Data for processing START
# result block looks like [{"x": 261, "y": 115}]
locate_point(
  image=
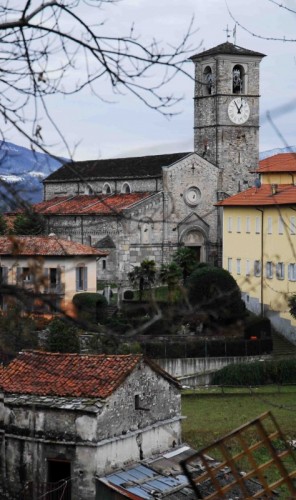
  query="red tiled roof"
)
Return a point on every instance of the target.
[
  {"x": 45, "y": 245},
  {"x": 90, "y": 204},
  {"x": 285, "y": 195},
  {"x": 283, "y": 162},
  {"x": 44, "y": 374}
]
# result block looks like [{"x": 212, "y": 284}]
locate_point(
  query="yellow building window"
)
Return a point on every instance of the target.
[
  {"x": 292, "y": 225},
  {"x": 248, "y": 268},
  {"x": 248, "y": 224},
  {"x": 257, "y": 268},
  {"x": 292, "y": 272},
  {"x": 257, "y": 225},
  {"x": 280, "y": 271},
  {"x": 281, "y": 225},
  {"x": 269, "y": 225},
  {"x": 269, "y": 269}
]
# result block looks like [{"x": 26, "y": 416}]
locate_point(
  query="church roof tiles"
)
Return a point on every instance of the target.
[
  {"x": 115, "y": 168},
  {"x": 45, "y": 246},
  {"x": 283, "y": 162},
  {"x": 90, "y": 204},
  {"x": 46, "y": 374}
]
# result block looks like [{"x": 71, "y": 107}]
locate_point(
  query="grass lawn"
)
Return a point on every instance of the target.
[{"x": 212, "y": 413}]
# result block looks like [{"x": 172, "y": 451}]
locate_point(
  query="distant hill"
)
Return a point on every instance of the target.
[{"x": 24, "y": 170}]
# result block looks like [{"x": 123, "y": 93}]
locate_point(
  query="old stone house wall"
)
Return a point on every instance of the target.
[{"x": 95, "y": 440}]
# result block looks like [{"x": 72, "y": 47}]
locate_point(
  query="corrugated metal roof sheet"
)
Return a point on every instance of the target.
[{"x": 149, "y": 482}]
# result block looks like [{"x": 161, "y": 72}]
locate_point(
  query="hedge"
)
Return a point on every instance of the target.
[{"x": 257, "y": 373}]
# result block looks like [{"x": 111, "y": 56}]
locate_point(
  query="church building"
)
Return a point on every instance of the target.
[{"x": 146, "y": 207}]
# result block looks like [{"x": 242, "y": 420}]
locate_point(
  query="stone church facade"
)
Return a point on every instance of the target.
[{"x": 146, "y": 207}]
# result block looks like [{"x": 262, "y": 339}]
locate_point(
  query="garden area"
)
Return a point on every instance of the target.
[{"x": 214, "y": 412}]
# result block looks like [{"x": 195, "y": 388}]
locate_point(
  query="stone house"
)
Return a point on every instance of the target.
[
  {"x": 147, "y": 207},
  {"x": 73, "y": 417},
  {"x": 46, "y": 271}
]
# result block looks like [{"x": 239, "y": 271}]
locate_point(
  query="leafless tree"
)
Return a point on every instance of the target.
[{"x": 61, "y": 47}]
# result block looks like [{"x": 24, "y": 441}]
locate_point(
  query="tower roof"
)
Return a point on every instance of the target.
[{"x": 229, "y": 49}]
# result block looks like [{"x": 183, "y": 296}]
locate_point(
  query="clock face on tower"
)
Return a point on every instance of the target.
[{"x": 238, "y": 110}]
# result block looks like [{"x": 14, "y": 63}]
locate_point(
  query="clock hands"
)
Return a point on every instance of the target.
[{"x": 239, "y": 108}]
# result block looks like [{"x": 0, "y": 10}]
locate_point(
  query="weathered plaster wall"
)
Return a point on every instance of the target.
[{"x": 94, "y": 443}]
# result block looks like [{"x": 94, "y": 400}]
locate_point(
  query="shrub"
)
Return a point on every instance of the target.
[
  {"x": 90, "y": 306},
  {"x": 29, "y": 223},
  {"x": 256, "y": 326},
  {"x": 214, "y": 291},
  {"x": 62, "y": 337},
  {"x": 128, "y": 295}
]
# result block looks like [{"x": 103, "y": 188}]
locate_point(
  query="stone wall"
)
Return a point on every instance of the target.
[{"x": 96, "y": 440}]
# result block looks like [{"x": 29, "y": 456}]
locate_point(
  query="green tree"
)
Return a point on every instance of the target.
[
  {"x": 3, "y": 225},
  {"x": 29, "y": 223},
  {"x": 214, "y": 291},
  {"x": 62, "y": 337},
  {"x": 17, "y": 332},
  {"x": 185, "y": 258},
  {"x": 171, "y": 274},
  {"x": 143, "y": 277}
]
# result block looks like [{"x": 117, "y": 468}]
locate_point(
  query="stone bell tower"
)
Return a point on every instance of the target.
[{"x": 226, "y": 112}]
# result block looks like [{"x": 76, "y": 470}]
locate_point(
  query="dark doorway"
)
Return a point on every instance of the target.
[
  {"x": 59, "y": 471},
  {"x": 197, "y": 251}
]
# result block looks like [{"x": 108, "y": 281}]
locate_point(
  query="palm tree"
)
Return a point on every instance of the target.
[
  {"x": 185, "y": 258},
  {"x": 143, "y": 277},
  {"x": 170, "y": 274}
]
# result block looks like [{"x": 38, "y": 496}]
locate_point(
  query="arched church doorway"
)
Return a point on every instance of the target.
[{"x": 195, "y": 239}]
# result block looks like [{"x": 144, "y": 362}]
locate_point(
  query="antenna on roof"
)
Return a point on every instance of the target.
[{"x": 257, "y": 183}]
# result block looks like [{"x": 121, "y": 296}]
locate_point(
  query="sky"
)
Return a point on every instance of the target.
[{"x": 94, "y": 128}]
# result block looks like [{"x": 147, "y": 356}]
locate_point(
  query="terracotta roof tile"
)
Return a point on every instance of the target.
[
  {"x": 45, "y": 245},
  {"x": 115, "y": 168},
  {"x": 285, "y": 195},
  {"x": 283, "y": 162},
  {"x": 89, "y": 204},
  {"x": 44, "y": 374}
]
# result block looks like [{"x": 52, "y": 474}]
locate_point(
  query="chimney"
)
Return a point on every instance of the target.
[{"x": 274, "y": 188}]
Data for processing END
**Required action:**
Pull from the data each line where the string "doorway" turns up.

**Completed exercise:**
  query="dark doorway"
  query="arched church doorway"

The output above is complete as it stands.